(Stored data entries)
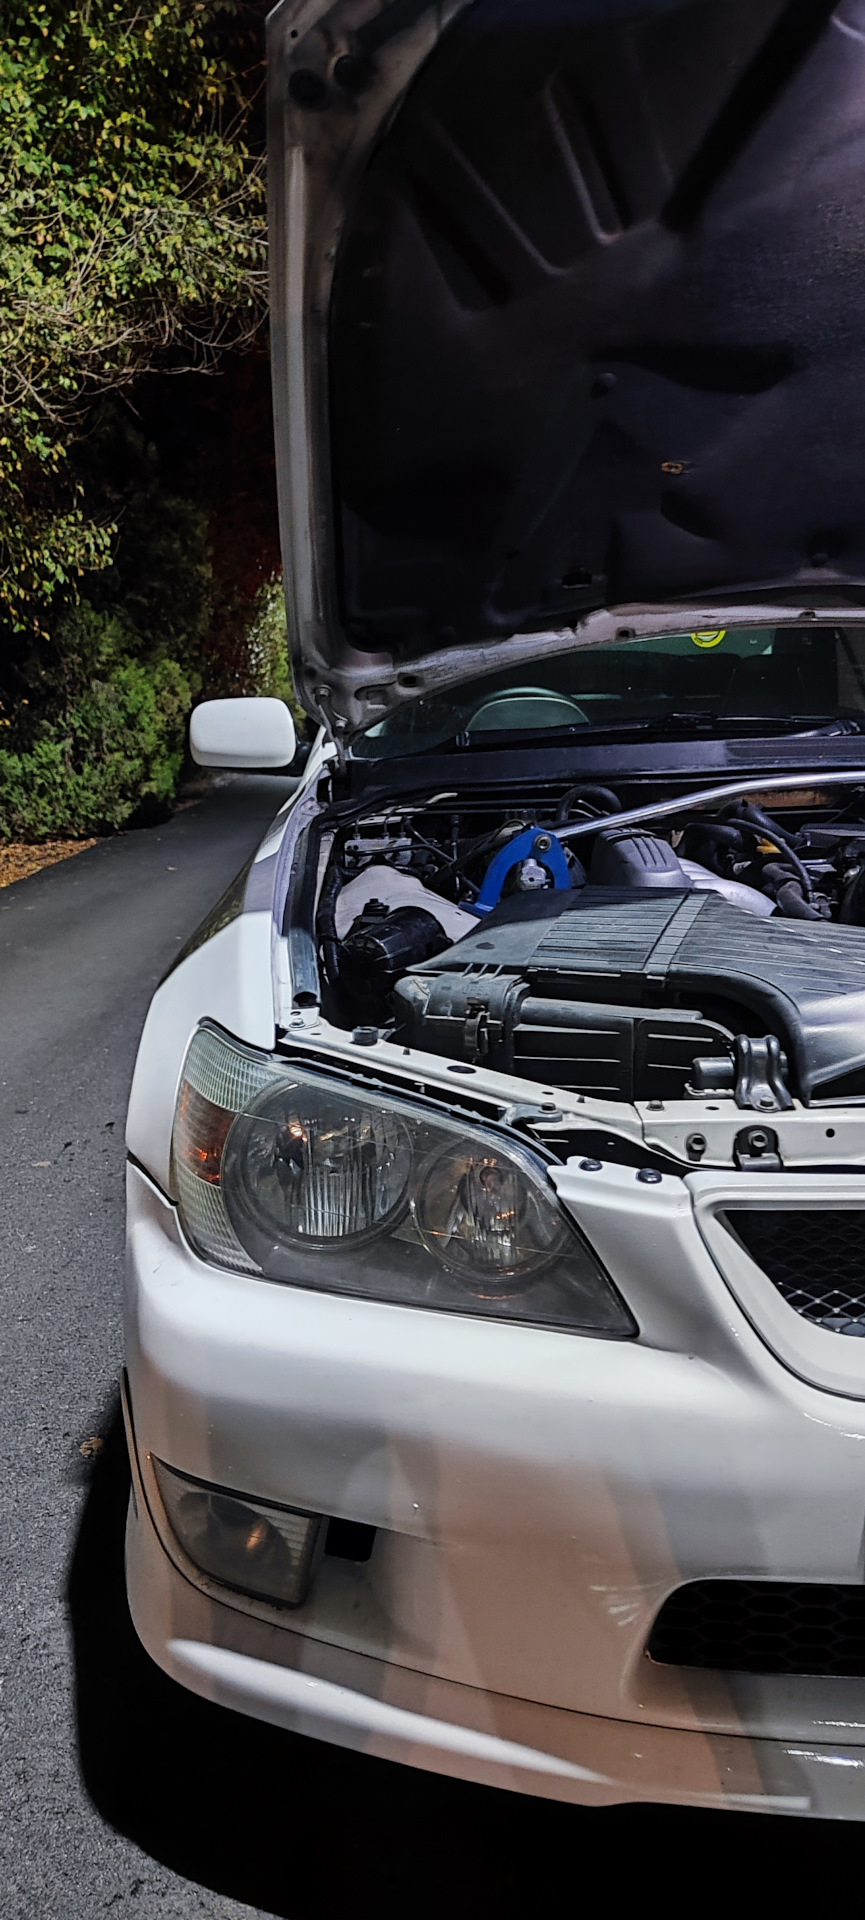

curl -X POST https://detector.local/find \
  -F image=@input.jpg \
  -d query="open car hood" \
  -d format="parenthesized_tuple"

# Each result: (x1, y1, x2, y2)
(268, 0, 865, 738)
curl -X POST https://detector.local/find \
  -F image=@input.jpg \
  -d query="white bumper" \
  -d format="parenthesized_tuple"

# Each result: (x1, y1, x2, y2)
(126, 1437, 865, 1818)
(125, 1159, 865, 1815)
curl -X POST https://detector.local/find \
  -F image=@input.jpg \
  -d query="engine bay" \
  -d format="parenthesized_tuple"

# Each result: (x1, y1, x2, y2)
(312, 781, 865, 1110)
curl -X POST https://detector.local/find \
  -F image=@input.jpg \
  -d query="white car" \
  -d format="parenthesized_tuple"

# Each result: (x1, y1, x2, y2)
(124, 0, 865, 1818)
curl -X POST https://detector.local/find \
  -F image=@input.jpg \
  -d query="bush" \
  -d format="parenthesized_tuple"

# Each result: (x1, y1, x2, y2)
(244, 576, 303, 720)
(0, 605, 196, 841)
(0, 0, 295, 840)
(0, 0, 282, 842)
(0, 0, 267, 631)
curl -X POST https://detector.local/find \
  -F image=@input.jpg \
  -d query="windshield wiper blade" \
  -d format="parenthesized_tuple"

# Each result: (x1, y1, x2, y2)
(650, 713, 863, 737)
(450, 712, 863, 747)
(613, 712, 863, 737)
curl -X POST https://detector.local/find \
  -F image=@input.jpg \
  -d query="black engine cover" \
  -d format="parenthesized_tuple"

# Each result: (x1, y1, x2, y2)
(395, 889, 865, 1104)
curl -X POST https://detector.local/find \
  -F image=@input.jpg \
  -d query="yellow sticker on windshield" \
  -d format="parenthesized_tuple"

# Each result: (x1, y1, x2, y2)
(691, 628, 727, 648)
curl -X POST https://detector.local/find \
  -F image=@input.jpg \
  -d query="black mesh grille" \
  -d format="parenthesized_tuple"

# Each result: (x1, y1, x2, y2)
(724, 1208, 865, 1335)
(649, 1580, 865, 1676)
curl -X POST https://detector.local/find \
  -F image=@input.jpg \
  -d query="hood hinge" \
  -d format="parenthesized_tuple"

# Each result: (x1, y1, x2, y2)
(312, 689, 348, 772)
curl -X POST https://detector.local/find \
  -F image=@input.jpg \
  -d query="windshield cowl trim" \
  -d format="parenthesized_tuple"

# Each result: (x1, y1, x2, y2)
(348, 732, 865, 800)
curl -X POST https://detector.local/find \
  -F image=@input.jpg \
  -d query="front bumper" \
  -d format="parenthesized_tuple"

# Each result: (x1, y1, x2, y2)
(125, 1159, 865, 1815)
(126, 1420, 865, 1818)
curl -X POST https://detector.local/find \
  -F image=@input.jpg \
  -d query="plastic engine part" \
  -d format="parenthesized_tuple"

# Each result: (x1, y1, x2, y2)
(396, 968, 734, 1100)
(342, 904, 451, 1012)
(397, 888, 865, 1104)
(588, 828, 687, 889)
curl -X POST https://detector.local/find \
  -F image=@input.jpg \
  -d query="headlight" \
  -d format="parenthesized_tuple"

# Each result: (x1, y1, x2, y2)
(416, 1141, 565, 1288)
(171, 1025, 634, 1336)
(227, 1082, 414, 1250)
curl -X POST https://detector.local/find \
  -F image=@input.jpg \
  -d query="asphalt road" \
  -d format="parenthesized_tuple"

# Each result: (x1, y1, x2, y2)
(0, 774, 858, 1917)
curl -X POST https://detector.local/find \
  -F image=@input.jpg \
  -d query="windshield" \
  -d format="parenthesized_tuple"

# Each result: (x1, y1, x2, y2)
(352, 624, 865, 759)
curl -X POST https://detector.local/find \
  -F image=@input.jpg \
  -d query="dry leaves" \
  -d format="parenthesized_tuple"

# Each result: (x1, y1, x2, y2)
(0, 838, 100, 889)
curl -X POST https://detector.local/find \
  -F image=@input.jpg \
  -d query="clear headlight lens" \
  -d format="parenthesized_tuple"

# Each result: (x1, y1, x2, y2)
(172, 1025, 634, 1336)
(227, 1083, 413, 1249)
(416, 1141, 567, 1288)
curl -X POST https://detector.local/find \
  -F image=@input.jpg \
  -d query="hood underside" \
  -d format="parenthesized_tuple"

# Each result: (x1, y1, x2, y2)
(268, 0, 865, 732)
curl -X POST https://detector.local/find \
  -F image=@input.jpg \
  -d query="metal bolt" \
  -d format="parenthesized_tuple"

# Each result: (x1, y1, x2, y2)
(578, 1158, 602, 1172)
(637, 1168, 662, 1184)
(686, 1132, 707, 1159)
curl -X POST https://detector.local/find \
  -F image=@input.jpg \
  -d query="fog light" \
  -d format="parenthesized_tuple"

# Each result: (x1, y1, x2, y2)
(153, 1460, 322, 1607)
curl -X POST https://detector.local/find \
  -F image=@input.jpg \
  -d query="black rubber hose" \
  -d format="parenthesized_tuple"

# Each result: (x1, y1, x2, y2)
(758, 839, 814, 899)
(556, 784, 621, 825)
(722, 799, 799, 848)
(773, 880, 823, 921)
(761, 863, 822, 919)
(720, 804, 814, 898)
(317, 861, 343, 988)
(446, 817, 531, 879)
(679, 821, 744, 856)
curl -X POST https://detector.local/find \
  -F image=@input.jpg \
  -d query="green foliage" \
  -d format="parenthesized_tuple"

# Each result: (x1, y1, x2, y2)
(0, 0, 267, 630)
(243, 576, 304, 721)
(0, 397, 221, 839)
(0, 604, 196, 840)
(0, 1, 285, 842)
(75, 400, 217, 664)
(0, 1, 289, 841)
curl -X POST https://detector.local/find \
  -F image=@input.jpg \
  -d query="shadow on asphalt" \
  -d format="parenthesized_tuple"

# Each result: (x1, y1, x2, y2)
(67, 1401, 853, 1918)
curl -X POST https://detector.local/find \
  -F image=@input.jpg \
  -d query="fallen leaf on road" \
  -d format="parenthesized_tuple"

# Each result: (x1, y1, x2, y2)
(79, 1436, 104, 1458)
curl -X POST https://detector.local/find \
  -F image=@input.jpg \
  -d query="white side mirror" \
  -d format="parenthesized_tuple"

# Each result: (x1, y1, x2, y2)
(189, 697, 297, 770)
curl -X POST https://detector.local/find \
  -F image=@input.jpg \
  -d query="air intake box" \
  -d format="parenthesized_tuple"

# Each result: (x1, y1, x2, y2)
(396, 967, 733, 1100)
(393, 889, 865, 1104)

▶ **WORK ITEM**
Lines holding the word "white" are the answer; copy each one from the records above.

▶ **SOLUTION FOR THIS EXERCISE**
  -d query="white bumper" \
  -d query="white car" \
  -d query="white side mirror" \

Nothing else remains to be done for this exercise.